> _WHAT TO WORK ON_: Reproduce all of the records below with "fur patch" swapped for "coat patch" everywhere it occurs and nothing else altered. Omit the pictures from your answer.

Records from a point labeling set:
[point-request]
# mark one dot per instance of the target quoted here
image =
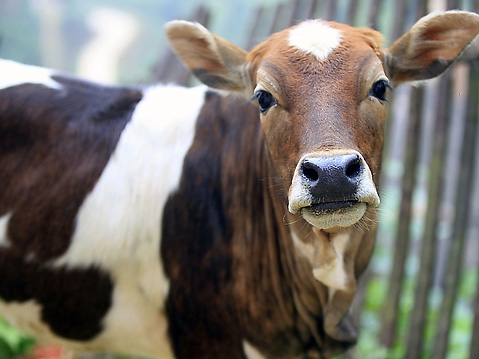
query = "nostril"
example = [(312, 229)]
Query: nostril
[(353, 168), (310, 171)]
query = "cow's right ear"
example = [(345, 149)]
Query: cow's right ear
[(213, 60), (430, 46)]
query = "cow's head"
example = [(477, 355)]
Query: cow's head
[(321, 89)]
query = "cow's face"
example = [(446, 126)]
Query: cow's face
[(321, 90)]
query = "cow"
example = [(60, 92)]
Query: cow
[(231, 220)]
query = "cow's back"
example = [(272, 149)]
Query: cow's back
[(85, 172)]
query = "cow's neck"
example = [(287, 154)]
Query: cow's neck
[(274, 279)]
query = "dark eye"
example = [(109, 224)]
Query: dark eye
[(379, 89), (265, 100)]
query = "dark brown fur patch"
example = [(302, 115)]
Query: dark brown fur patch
[(54, 145)]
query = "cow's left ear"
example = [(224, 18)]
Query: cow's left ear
[(213, 60), (430, 46)]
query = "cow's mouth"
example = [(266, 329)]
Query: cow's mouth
[(328, 215), (332, 205)]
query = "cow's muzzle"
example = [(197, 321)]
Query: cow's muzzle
[(332, 189)]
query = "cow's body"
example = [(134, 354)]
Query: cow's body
[(173, 222)]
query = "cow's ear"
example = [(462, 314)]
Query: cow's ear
[(214, 61), (430, 46)]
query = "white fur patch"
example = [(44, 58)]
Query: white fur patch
[(119, 224), (14, 74), (3, 230), (315, 37)]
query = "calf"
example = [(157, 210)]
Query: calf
[(173, 222)]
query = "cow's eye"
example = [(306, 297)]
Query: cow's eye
[(379, 89), (265, 100)]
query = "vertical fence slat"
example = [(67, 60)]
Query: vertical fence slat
[(418, 316), (473, 221), (401, 242), (457, 239)]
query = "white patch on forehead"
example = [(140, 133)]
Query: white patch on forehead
[(315, 37), (14, 74), (3, 230)]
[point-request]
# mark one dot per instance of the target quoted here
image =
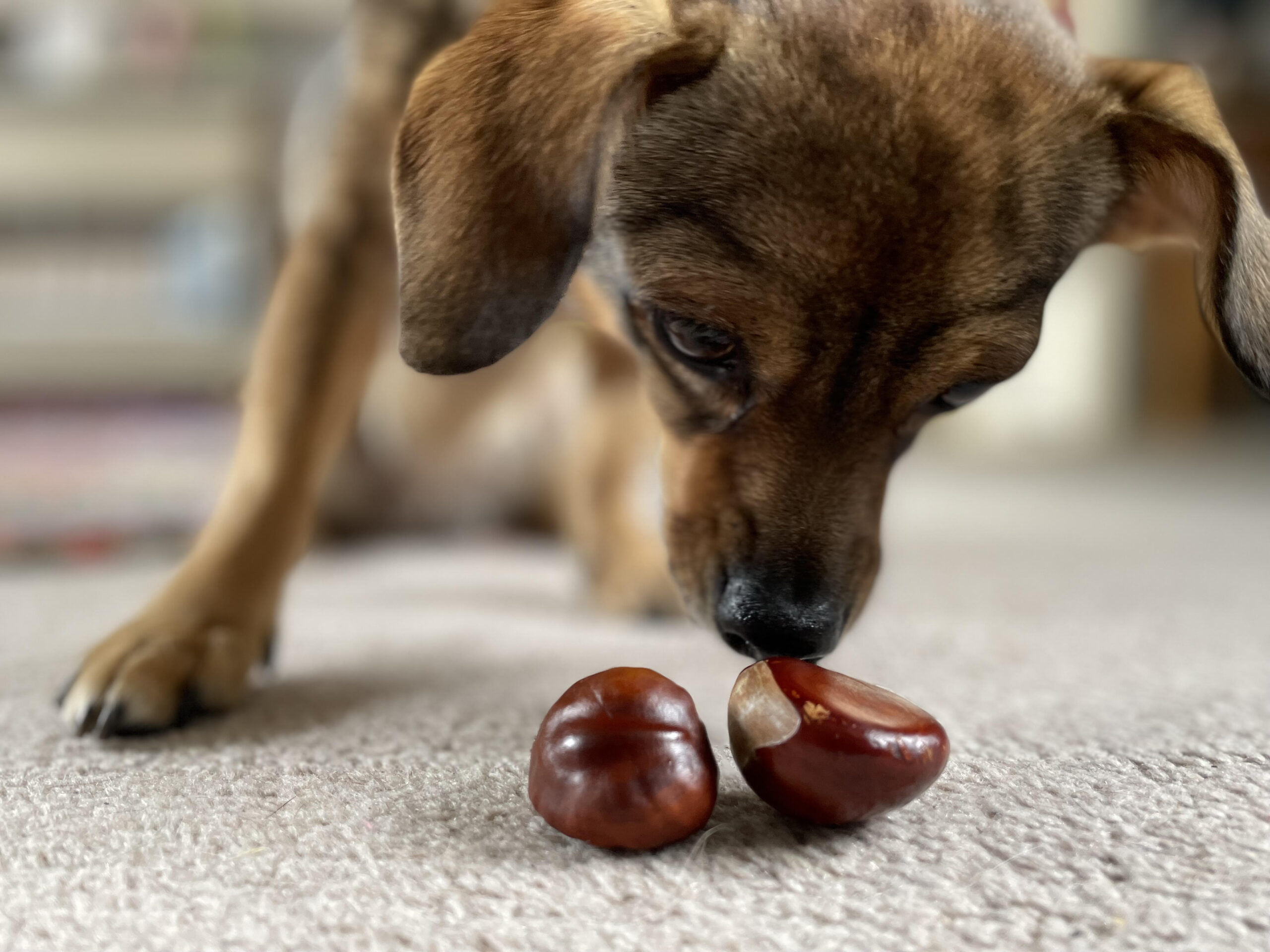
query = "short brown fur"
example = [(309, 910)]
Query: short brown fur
[(861, 206)]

> _PROBLEM SOLUTION_:
[point-request]
# mark one dot per instance of the target quoted here
image =
query = "nostril"
example = [(312, 229)]
Query: nostril
[(353, 168), (310, 171)]
query = "cow's right ear"
example = [(345, 149)]
Query: cow's right ear
[(213, 60), (430, 46)]
query = "cow's head"
example = [(477, 355)]
Query: cow's head
[(321, 89)]
query = "cow's face"
example = [(446, 126)]
Query: cow's face
[(321, 90)]
query = "cow"
example = [(60, 92)]
Query: cow
[(231, 220)]
query = "cow's back"
example = [(272, 149)]
Query: cow's back
[(85, 172)]
query = "cow's neck"
example = [(287, 154)]
Query: cow's neck
[(274, 279)]
query = "dark eye"
example = [(109, 224)]
Query: dark eye
[(379, 89), (265, 100)]
query = "dark brown coat patch"
example = [(302, 115)]
Query: dark brown coat patch
[(54, 145)]
query = "cow's left ear"
example = [(224, 18)]
Query: cow's left ear
[(213, 60), (430, 46)]
query = "cow's mouth"
example = [(266, 329)]
Query: cow's mouth
[(328, 215), (332, 205)]
query = "cow's muzzle"
example = [(197, 321)]
Query: cow's muzzle
[(332, 189)]
query = "cow's body"
example = [(134, 354)]
Query: cow's body
[(173, 222)]
query = "cow's ear"
example = [(462, 314)]
Query: cow's ear
[(214, 61), (430, 46)]
query = "white coat patch"
example = [(44, 58)]
Query: white coat patch
[(119, 224), (14, 74), (3, 230), (315, 37)]
query = "calf"
example = [(157, 210)]
Query: calf
[(173, 222)]
query = "cow's eye"
example = [(306, 297)]
Query: cow's eye
[(379, 89), (265, 100)]
query = "vertical fence slat"
example = [(67, 60)]
Query: vertical fence slat
[(418, 316), (473, 221), (401, 242), (457, 239)]
query = "white patch on forehead"
example = [(140, 133)]
Query: white patch on forehead
[(315, 37), (14, 74), (3, 230)]
[point-request]
# mark one dot per instance of the target quoted here
image =
query = "short brown fur"
example = [(309, 910)]
Query: short brown fur
[(861, 206)]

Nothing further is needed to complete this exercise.